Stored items
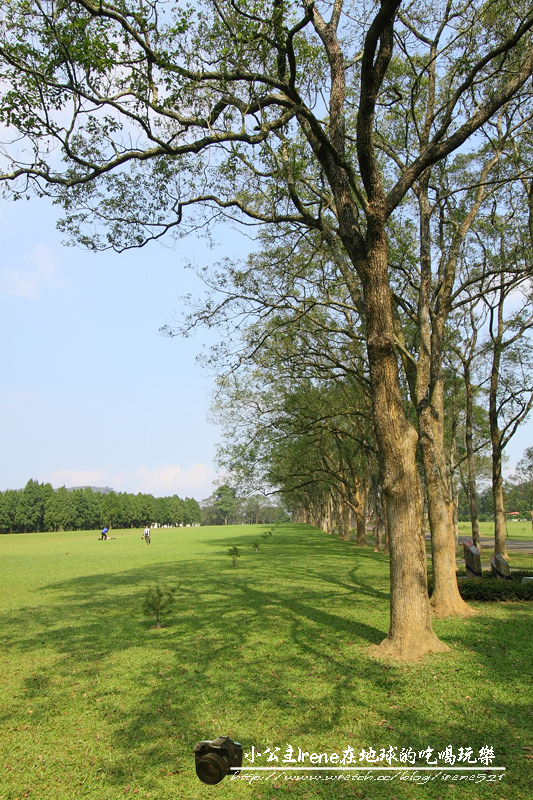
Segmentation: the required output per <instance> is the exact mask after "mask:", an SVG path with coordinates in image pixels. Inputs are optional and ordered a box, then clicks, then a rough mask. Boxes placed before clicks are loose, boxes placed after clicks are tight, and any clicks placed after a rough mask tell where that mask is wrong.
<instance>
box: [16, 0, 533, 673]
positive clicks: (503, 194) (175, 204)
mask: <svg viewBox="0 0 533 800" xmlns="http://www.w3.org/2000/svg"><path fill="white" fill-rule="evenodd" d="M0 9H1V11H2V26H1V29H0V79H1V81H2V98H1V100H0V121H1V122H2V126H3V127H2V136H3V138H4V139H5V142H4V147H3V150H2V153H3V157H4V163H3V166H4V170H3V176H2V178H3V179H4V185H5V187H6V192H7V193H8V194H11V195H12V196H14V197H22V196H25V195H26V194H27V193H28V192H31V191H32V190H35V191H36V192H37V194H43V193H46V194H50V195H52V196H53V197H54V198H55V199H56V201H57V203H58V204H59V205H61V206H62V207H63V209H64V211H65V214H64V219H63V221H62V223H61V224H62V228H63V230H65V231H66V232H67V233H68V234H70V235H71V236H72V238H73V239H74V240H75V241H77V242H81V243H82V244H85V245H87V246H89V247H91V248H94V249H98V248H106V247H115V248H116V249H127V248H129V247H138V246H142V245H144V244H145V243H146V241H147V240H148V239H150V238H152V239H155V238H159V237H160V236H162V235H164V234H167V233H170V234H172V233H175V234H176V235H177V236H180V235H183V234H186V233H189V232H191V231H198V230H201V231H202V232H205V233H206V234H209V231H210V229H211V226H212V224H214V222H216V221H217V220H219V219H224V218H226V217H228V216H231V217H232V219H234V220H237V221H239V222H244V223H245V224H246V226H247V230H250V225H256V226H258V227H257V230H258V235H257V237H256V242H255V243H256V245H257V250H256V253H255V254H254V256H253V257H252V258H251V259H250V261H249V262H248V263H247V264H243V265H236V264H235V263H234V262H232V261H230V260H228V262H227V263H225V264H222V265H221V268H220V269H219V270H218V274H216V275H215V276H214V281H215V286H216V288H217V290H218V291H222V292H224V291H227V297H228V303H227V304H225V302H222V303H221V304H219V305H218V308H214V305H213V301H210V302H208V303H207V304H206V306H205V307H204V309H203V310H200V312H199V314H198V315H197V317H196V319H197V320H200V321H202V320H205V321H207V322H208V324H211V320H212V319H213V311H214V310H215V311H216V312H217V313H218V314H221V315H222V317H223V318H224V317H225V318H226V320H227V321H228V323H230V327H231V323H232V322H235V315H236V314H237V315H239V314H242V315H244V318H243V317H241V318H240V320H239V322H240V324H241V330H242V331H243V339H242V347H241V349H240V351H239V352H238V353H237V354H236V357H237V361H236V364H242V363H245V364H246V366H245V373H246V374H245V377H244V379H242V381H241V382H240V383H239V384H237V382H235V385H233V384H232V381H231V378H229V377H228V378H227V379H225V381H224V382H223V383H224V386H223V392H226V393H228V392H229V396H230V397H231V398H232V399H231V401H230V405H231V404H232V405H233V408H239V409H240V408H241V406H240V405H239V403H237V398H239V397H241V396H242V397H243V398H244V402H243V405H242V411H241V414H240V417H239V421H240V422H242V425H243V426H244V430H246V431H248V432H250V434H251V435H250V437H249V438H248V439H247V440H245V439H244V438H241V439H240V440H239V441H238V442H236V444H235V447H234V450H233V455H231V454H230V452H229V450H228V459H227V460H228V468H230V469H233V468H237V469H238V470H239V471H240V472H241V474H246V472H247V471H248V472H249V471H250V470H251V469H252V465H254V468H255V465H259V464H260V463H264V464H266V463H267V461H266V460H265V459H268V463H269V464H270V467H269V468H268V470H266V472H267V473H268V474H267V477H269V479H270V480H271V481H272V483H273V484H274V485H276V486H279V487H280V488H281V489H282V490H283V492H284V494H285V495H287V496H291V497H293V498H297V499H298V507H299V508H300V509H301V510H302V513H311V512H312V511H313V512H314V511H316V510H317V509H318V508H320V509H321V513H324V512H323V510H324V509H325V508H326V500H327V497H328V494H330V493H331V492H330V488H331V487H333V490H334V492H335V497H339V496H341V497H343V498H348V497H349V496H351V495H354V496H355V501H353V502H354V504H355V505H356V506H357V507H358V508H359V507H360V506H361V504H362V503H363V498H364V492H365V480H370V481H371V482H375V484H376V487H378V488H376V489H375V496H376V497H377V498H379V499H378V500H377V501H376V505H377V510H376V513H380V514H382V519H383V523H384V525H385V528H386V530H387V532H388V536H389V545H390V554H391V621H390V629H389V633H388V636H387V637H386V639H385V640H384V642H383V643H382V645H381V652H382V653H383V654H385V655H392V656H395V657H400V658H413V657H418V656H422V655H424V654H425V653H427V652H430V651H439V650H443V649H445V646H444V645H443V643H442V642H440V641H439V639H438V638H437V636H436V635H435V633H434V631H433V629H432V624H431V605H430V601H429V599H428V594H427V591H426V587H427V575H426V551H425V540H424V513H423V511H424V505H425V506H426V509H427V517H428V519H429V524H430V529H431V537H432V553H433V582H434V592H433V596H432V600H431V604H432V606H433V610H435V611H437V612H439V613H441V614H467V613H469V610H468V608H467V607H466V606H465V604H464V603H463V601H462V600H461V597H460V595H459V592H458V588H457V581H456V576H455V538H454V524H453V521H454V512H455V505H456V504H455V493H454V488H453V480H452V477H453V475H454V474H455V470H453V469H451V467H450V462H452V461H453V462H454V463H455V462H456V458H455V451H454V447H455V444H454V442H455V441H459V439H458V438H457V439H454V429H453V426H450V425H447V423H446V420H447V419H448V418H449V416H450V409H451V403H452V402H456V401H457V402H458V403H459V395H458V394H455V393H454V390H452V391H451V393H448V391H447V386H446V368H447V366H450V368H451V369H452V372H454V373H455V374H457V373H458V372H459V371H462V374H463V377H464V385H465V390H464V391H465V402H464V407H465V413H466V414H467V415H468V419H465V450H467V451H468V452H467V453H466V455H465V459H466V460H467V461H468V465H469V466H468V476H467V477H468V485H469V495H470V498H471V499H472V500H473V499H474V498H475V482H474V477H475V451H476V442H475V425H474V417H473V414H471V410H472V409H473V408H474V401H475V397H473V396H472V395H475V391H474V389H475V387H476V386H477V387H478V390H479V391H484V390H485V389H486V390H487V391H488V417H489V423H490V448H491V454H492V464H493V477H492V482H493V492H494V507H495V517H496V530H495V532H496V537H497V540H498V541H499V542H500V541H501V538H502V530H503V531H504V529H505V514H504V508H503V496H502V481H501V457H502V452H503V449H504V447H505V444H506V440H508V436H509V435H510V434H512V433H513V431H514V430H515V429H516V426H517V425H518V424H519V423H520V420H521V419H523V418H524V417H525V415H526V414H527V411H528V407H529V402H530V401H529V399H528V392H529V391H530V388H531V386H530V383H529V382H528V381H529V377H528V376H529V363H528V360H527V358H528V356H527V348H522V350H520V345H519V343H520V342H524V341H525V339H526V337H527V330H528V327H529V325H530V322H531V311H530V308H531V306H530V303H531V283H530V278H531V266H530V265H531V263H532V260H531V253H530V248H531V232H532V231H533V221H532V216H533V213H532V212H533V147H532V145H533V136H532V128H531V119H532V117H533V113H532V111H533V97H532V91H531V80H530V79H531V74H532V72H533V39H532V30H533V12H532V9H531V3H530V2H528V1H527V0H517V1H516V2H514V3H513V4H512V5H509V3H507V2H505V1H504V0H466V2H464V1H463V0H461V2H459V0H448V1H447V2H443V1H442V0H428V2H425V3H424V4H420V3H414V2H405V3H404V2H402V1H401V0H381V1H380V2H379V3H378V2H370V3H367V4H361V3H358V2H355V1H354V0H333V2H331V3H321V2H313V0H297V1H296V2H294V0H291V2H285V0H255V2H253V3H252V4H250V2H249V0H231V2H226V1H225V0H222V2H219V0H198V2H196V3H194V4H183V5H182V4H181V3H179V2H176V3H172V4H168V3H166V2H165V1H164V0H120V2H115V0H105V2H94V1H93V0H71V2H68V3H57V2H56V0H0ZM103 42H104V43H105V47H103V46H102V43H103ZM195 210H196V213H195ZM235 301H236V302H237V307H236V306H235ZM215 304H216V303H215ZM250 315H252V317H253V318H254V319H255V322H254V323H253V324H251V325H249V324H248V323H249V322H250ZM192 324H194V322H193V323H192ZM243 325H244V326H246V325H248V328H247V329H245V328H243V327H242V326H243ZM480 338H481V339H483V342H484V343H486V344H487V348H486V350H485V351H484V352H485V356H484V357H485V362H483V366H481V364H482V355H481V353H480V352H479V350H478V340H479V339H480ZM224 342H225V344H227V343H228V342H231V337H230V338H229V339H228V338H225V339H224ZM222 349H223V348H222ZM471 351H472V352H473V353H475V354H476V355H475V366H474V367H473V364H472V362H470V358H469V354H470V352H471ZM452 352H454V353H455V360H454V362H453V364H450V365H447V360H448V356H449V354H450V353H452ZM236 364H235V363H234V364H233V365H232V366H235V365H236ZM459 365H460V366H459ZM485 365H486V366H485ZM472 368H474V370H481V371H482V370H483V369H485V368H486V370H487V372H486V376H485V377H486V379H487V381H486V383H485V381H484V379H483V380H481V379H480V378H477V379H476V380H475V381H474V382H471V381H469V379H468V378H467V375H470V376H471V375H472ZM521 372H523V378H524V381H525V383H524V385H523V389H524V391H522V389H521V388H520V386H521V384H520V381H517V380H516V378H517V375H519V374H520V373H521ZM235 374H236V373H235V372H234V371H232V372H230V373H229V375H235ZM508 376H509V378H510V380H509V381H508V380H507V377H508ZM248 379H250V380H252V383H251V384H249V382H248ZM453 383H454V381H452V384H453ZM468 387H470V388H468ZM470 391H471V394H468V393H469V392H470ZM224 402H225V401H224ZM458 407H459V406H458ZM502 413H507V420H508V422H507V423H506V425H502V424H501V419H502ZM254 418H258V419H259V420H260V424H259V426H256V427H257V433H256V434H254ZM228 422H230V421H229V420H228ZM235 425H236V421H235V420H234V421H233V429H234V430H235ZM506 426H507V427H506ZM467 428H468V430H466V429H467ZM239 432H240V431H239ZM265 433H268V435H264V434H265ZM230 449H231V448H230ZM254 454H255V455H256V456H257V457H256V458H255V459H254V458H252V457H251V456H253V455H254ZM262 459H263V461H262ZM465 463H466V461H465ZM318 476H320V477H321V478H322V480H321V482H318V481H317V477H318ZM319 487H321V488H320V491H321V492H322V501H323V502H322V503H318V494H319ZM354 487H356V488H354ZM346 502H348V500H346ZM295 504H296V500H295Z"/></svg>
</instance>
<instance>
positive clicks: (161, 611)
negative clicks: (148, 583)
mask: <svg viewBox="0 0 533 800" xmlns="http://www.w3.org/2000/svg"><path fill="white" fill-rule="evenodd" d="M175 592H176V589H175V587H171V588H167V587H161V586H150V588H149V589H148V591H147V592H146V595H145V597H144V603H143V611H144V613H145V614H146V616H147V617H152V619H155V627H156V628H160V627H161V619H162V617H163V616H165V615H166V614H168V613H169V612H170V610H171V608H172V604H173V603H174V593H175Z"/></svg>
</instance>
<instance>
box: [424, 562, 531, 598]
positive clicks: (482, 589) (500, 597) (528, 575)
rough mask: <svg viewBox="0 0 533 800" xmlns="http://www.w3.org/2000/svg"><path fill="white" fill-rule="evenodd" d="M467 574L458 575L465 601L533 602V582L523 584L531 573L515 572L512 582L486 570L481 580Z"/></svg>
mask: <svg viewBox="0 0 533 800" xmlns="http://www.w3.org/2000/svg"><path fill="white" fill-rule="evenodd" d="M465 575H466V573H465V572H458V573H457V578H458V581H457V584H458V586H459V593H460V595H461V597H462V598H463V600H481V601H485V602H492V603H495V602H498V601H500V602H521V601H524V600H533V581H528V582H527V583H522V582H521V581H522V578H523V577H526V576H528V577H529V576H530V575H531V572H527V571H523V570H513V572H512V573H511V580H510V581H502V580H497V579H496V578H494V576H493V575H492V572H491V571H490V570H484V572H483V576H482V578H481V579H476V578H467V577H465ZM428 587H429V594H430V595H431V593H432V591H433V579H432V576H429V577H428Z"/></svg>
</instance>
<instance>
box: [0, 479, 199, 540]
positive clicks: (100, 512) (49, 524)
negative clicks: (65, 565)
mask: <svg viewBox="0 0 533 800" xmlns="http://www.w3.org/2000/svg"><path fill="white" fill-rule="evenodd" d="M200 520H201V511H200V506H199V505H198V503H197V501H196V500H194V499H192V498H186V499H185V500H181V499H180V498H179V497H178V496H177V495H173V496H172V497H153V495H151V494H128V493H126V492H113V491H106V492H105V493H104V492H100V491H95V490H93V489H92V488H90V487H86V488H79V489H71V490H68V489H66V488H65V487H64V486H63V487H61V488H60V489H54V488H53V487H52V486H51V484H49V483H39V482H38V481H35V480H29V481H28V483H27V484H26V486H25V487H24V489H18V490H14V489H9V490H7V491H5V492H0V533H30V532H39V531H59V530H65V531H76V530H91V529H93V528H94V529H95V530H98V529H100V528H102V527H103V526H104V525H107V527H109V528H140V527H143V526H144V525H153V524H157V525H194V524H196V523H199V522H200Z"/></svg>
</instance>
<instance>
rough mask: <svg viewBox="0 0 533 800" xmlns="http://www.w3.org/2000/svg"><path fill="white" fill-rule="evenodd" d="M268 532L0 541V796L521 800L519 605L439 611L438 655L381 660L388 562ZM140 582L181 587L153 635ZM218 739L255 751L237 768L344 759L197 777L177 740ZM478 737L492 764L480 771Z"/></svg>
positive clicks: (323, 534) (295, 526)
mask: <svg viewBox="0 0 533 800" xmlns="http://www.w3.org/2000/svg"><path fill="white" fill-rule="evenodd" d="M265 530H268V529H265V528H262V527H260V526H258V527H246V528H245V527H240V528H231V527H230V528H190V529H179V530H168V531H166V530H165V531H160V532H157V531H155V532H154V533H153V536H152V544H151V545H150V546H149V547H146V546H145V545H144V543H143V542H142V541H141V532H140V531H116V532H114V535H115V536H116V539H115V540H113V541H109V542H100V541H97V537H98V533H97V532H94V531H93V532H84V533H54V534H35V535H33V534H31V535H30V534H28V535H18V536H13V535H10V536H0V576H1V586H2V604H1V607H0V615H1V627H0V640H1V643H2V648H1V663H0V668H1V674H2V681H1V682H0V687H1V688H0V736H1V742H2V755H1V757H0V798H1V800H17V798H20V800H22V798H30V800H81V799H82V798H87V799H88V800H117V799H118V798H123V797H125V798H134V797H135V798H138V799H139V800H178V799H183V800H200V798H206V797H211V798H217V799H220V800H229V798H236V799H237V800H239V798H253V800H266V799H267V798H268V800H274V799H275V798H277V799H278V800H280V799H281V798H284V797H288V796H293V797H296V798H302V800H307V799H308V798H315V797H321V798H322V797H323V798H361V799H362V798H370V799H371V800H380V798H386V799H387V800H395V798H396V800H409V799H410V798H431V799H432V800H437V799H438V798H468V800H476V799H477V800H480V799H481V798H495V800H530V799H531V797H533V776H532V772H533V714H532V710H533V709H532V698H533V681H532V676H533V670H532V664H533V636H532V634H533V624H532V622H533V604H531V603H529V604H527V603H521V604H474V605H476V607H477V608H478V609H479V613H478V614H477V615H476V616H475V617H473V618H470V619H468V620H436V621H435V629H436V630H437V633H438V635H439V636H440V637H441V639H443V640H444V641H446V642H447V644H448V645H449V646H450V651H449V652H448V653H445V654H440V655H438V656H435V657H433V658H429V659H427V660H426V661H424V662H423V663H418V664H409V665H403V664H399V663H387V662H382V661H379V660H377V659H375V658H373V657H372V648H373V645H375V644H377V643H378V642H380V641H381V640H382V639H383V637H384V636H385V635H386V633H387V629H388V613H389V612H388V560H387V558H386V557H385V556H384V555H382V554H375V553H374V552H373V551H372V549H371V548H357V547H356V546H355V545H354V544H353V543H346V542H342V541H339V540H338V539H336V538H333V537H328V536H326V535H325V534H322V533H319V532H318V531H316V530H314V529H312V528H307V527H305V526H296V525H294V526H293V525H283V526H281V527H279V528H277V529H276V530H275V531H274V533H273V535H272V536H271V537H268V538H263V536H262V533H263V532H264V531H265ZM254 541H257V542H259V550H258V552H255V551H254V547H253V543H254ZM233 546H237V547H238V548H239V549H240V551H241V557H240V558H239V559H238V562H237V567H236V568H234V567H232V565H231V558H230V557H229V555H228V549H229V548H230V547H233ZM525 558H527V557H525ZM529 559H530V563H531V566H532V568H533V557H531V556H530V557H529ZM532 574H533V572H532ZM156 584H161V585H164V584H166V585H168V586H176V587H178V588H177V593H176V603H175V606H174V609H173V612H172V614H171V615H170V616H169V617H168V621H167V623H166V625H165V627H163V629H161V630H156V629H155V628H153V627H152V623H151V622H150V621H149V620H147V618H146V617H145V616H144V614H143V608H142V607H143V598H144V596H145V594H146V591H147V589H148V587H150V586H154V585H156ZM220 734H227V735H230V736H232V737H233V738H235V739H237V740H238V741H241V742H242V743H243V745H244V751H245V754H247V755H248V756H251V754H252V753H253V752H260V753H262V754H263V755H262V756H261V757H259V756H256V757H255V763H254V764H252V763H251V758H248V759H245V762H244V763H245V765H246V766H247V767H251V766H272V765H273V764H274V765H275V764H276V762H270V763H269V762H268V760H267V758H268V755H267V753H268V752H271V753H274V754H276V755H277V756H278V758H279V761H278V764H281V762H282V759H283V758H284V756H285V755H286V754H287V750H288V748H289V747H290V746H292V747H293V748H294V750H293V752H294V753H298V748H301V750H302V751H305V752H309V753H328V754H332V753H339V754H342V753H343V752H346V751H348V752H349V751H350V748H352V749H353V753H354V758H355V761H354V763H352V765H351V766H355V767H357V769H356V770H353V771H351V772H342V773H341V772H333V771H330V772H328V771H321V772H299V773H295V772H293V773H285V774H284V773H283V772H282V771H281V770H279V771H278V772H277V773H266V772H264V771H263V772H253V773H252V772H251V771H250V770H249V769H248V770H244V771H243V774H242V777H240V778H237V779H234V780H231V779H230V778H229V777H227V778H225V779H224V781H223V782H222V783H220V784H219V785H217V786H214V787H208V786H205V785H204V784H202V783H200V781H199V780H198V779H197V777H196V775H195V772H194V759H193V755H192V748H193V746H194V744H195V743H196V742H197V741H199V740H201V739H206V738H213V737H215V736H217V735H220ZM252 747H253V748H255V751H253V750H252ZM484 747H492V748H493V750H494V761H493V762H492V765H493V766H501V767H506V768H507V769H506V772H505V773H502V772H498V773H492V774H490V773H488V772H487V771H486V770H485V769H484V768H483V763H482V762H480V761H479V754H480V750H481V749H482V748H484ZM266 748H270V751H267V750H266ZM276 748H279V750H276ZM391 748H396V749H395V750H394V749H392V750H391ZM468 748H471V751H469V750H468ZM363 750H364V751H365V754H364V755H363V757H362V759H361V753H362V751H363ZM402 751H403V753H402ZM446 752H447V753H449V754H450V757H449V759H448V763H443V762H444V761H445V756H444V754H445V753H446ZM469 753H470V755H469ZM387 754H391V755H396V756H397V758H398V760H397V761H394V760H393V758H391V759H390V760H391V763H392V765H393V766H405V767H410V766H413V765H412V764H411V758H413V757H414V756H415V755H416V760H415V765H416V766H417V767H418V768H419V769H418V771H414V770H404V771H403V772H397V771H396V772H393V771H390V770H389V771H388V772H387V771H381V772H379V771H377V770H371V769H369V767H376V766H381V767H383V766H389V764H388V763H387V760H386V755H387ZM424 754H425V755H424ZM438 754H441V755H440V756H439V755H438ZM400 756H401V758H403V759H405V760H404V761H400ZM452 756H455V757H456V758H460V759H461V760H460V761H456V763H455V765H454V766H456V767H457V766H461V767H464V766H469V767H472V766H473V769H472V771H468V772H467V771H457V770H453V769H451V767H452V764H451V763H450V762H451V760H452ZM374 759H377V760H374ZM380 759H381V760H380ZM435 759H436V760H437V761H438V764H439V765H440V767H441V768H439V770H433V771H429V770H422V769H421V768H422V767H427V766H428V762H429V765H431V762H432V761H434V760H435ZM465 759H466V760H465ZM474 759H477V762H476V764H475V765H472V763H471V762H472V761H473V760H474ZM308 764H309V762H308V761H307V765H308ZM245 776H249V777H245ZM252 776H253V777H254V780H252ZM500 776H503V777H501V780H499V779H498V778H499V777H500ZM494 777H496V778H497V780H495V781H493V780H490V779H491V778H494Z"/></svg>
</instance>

Work task
Transcribe the items above, starting at their beginning and ending at the line that contains "positive clicks: (503, 194) (175, 204)", with both ends included. Leave the pictures out of your answer.

Expected answer
Segmentation: the required output per <instance> is the exact mask after "mask:", an SVG path with coordinates in image pixels. Inputs are optional and ordered a box, then clicks, then a rough mask. Boxes placed before clicks are loose, boxes placed after clicks are tight, and any clicks placed after a rough mask tell where that mask is wrong.
<instance>
box: [16, 0, 533, 673]
positive clicks: (503, 194) (175, 204)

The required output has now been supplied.